DATASET EXCERPTS START
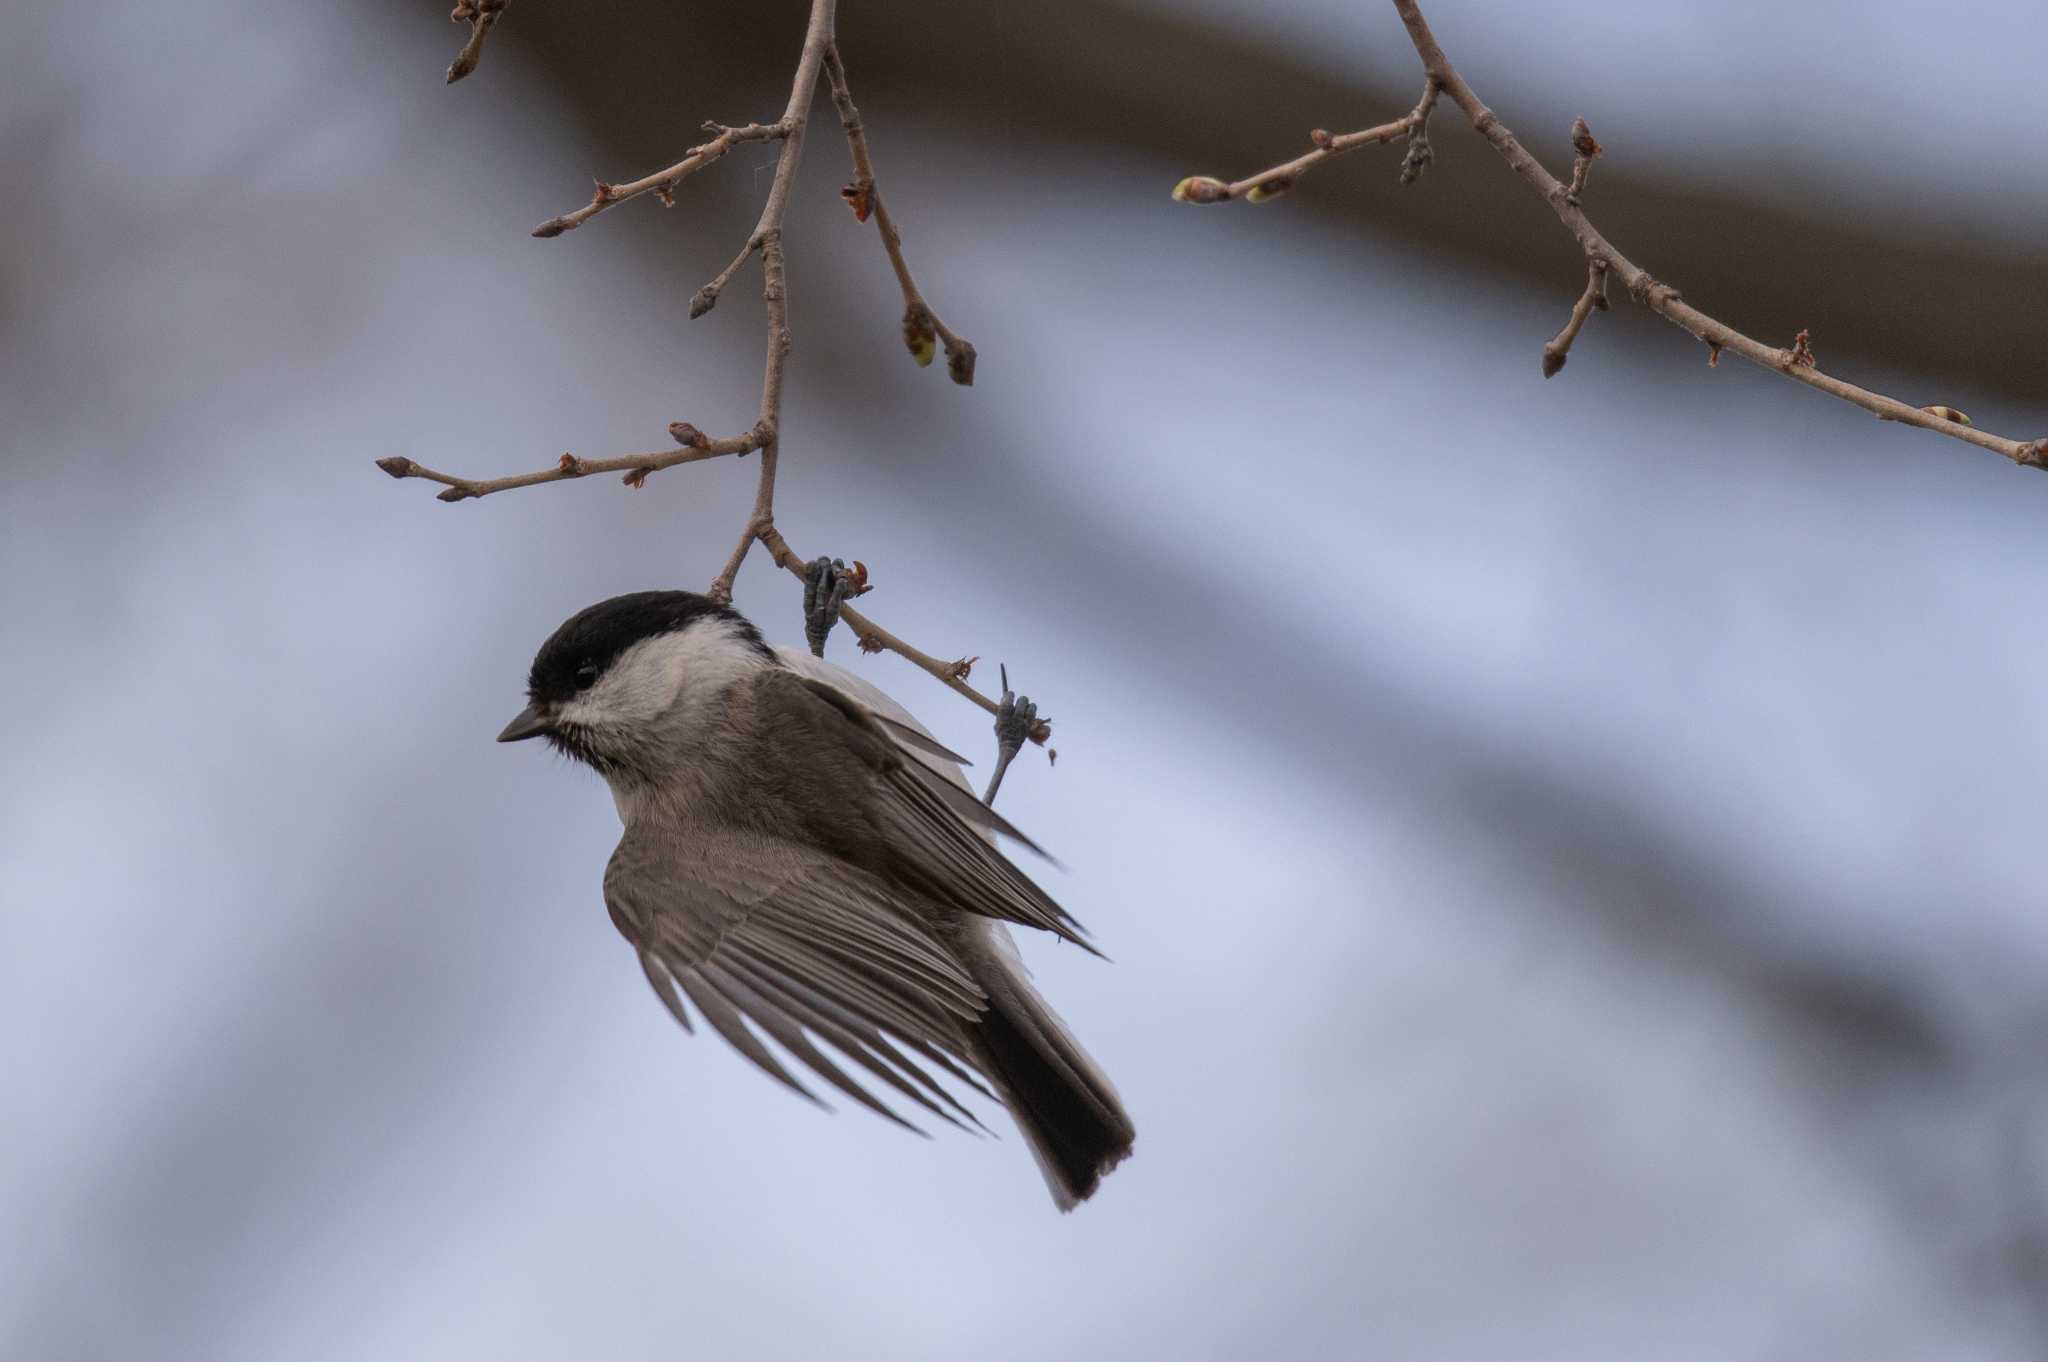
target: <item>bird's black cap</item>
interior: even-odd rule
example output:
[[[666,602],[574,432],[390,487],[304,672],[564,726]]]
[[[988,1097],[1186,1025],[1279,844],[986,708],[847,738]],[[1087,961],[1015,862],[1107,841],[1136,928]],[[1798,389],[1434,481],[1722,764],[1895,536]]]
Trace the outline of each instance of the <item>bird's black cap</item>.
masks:
[[[527,698],[536,705],[560,704],[604,675],[620,653],[640,642],[672,634],[700,619],[730,621],[734,634],[769,654],[768,645],[731,606],[694,591],[635,591],[586,607],[562,623],[534,655],[526,678]]]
DATASET EXCERPTS END
→ WHAT IS REQUIRED
In the records above, find every line containing the word "bird" and show it.

→ WRITTEN RESPONSE
target: <item>bird's black cap</item>
Trace the outline of each instance of the <item>bird's black cap</item>.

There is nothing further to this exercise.